▸ Requirement 1
Reproduce the part of the Munia Islam biography starting with "Personal life" and going on through "and TV commercials.".

▸ Provided passage
-*-*-

Munia Islam  is a Bangladeshi model, TV presenter and film actress. She has worked in film Swapnajaal (2018). Munia Islam was much appreciated with Swapnajaal film.  She also has worked in many Bangla TV dramas. Her notable works include Bou Boka Dei, Third Generation, Tumi Ashbe Boley, Sutoy Bandha Sukher Paira, Off Screen, Mayar Khela, Ujan Ganger Naiya, Nil Akasher Kalo Rong, Three Comrade. She was a hostess on two shows on Channel I - Gaan Diye Sokal Shuru and Cinemar Gaan in 2020.

Personal life 
In late 2020, Munia Islam, a popular face on the small screen, married Azwad Haider.

Early life 
Munia born to Nazrul Islam and Hasina Akter. After completion HSC she started doing photoshoots and TV commercials.

-*-*-

[Region labeling items]
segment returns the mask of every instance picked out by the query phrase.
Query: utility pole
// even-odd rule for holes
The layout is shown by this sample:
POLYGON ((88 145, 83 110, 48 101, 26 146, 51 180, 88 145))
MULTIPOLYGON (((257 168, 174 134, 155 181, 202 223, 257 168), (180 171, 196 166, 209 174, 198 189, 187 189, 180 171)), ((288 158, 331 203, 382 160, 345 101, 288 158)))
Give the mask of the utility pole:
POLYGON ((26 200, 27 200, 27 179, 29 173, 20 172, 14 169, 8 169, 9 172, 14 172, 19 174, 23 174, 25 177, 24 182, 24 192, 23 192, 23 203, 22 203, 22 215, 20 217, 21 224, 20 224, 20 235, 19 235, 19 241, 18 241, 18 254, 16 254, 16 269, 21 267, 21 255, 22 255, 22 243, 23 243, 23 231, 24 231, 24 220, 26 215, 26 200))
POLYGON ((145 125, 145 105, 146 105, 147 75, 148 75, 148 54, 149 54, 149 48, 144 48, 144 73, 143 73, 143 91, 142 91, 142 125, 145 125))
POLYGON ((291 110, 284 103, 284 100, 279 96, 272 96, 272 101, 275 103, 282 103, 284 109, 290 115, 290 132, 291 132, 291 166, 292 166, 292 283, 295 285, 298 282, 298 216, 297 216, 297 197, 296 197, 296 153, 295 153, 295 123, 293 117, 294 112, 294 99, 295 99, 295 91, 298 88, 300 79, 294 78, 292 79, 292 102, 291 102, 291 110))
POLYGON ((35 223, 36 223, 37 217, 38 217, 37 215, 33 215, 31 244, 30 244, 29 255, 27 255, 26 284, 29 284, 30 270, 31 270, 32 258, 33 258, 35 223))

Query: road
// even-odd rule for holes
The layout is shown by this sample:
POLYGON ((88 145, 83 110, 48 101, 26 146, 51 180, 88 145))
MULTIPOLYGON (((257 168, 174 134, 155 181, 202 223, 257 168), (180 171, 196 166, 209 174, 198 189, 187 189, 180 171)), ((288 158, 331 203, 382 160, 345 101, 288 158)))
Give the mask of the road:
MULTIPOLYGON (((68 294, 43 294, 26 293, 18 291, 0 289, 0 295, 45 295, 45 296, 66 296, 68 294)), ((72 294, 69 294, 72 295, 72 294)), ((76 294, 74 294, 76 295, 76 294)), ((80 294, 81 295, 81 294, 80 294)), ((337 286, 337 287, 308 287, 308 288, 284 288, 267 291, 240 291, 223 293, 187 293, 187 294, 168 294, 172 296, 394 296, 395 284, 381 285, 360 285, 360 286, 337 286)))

-*-*-

▸ Requirement 2
In the records, take the lines starting with the line with "Query: road" and going on through the end of the records. Switch "road" to "street" and output only those lines, with everything else unchanged.

▸ Right answer 1
Personal life 
In late 2020, Munia Islam, a popular face on the small screen, married Azwad Haider.

Early life 
Munia born to Nazrul Islam and Hasina Akter. After completion HSC she started doing photoshoots and TV commercials.

▸ Right answer 2
Query: street
// even-odd rule for holes
The layout is shown by this sample:
POLYGON ((88 145, 83 110, 48 101, 26 146, 51 180, 88 145))
MULTIPOLYGON (((257 168, 174 134, 155 181, 202 223, 257 168), (180 171, 196 166, 209 174, 198 189, 187 189, 180 171)), ((288 158, 331 203, 382 160, 345 101, 288 158)))
Give the mask of the street:
MULTIPOLYGON (((68 294, 43 294, 26 293, 18 291, 0 289, 0 295, 45 295, 45 296, 66 296, 68 294)), ((72 294, 69 294, 72 295, 72 294)), ((76 294, 74 294, 76 295, 76 294)), ((80 294, 81 295, 81 294, 80 294)), ((337 286, 337 287, 308 287, 308 288, 284 288, 267 291, 240 291, 223 293, 187 293, 187 294, 168 294, 172 296, 394 296, 395 284, 381 285, 360 285, 360 286, 337 286)))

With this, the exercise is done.